Exercise 1:
Translate this sentence from the documentary reviews into Spanish: "The photography is incredible and the insight into what other people are living through today is breath taking."
Exercise 2:
Return the passage of the documentary reviews from "This is not" up to and including "watch him work.", copied word for word.

The movie includes beautiful and disturbing still photography by Edward Burtynsky, underscoring the sophisticated and painstaking pictorial language of this extraordinary documentary.
I absolutely love this documentary. Unfortunately buying it on blueray doesn't provide a quality increase because the film is just poor quality. It has that old TV look on it no matter what I played it on. I'd suggest getting the normal DVD and saving a few dollars since you won't get any more of a crystal clear picture either way.
The movie itself is every eye opening, giving a view into the destruction of the environment around the world. The photography is incredible and the insight into what other people are living through today is breath taking. The movie is done in a very neutral tone, there isn't a hidden agenda or a pushy narrator. It more of guides you down a timeline over a span of locations and displays pictures that explain everything. It is so well done that there really doesn't need to be any narration at all (But there is some). The truth is in the images and this movie doesn't have any spin or bias. It shows reality as it is, a reality that most people never think about.
This is not an Academy Award-winning film, nor will it keep you on the edge of your seat with suspense or fear. We bought it in advance of a trip to China and, while nothing can really prepare one for the immense scope and variety of the people and landscape, my wife and I found it to be one of several films that provide introductory pieces of the fascinating puzzle that is China.
(See also Up the Yangtze and Still Life, for which my reviews are identical)
My review has nothing to do with the content of this video - Edward Burtynsky is an amazing artist and it's fascinating to watch him work.
But the Standard Definition instant video Amazon has provided here is of terrible quality. Yes, I was aware it was SD when I purchased it, and as far as I know this film has never been offered in HD in any format. But Edward Burtynsky's medium is large format photography which has stunning depth and resolution to it - all of which is totally lost in a SD video stream. I mean - it's entirely pointless to try to appreciate this guy's work in this format. Look instead for his other film Watermark, which is available in HD - or better yet, purchase his books. The content in Manufactured Landscapes is available in the book by the same name, with stunningly beautiful high quality photographs - it never leaves my coffee table.

Stored data:
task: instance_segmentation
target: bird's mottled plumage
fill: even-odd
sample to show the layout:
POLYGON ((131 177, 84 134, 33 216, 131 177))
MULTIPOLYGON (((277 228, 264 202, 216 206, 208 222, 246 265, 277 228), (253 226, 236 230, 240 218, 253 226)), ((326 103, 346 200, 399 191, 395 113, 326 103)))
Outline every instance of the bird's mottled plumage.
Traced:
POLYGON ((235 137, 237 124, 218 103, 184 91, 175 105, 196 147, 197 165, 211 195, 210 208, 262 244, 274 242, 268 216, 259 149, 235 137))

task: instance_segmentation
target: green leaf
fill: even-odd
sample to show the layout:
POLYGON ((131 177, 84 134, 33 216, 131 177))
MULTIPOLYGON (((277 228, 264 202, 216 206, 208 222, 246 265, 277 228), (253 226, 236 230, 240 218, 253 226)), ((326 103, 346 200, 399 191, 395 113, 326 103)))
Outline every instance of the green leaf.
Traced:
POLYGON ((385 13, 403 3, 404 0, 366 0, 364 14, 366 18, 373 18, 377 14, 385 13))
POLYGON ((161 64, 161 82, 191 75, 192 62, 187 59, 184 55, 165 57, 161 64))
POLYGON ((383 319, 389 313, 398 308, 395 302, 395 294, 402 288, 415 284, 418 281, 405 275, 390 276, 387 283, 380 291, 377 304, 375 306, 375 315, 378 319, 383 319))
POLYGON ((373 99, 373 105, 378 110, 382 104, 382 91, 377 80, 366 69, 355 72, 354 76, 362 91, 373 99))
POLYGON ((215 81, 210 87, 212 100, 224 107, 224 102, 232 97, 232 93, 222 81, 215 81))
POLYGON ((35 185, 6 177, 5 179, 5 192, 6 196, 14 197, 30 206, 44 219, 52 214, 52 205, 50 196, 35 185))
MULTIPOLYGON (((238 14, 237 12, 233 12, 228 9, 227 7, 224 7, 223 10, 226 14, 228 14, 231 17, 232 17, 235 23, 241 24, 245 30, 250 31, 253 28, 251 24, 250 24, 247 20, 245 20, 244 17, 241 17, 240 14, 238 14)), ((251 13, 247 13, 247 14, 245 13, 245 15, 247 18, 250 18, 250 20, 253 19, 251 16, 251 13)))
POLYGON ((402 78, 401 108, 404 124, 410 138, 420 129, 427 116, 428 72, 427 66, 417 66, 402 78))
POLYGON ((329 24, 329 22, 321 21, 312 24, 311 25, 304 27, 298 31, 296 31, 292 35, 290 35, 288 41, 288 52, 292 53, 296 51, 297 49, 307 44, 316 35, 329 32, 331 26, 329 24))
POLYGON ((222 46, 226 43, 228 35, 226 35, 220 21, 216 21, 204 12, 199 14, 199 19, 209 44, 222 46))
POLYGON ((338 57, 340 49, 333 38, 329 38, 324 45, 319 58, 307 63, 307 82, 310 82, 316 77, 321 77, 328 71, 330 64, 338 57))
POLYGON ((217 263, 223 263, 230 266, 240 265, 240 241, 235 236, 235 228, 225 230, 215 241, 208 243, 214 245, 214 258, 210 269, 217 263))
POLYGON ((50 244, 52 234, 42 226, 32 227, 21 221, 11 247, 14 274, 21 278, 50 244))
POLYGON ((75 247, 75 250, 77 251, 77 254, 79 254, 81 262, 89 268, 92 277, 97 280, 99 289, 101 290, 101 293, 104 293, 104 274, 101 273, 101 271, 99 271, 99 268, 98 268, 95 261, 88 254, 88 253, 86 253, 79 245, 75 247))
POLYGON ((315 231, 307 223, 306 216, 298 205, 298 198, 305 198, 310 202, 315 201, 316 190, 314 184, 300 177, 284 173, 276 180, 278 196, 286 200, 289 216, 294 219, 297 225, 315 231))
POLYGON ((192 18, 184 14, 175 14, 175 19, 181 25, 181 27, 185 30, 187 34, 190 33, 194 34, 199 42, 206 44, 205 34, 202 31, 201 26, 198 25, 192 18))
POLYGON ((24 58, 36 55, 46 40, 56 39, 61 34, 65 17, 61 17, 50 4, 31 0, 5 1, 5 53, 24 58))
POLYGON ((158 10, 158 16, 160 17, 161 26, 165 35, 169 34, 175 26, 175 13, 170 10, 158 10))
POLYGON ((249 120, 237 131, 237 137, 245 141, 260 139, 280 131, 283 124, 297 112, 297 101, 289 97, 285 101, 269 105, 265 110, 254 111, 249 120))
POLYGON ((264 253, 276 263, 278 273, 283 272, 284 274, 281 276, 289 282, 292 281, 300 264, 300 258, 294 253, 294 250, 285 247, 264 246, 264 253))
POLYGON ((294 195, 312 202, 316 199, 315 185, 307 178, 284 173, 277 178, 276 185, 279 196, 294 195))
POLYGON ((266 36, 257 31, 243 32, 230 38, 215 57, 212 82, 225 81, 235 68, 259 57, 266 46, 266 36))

Result 1:
La fotografía es increíble y la visión de lo que otras personas están viviendo hoy en día es impresionante.

Result 2:
This is not an Academy Award-winning film, nor will it keep you on the edge of your seat with suspense or fear. We bought it in advance of a trip to China and, while nothing can really prepare one for the immense scope and variety of the people and landscape, my wife and I found it to be one of several films that provide introductory pieces of the fascinating puzzle that is China.
(See also Up the Yangtze and Still Life, for which my reviews are identical)
My review has nothing to do with the content of this video - Edward Burtynsky is an amazing artist and it's fascinating to watch him work.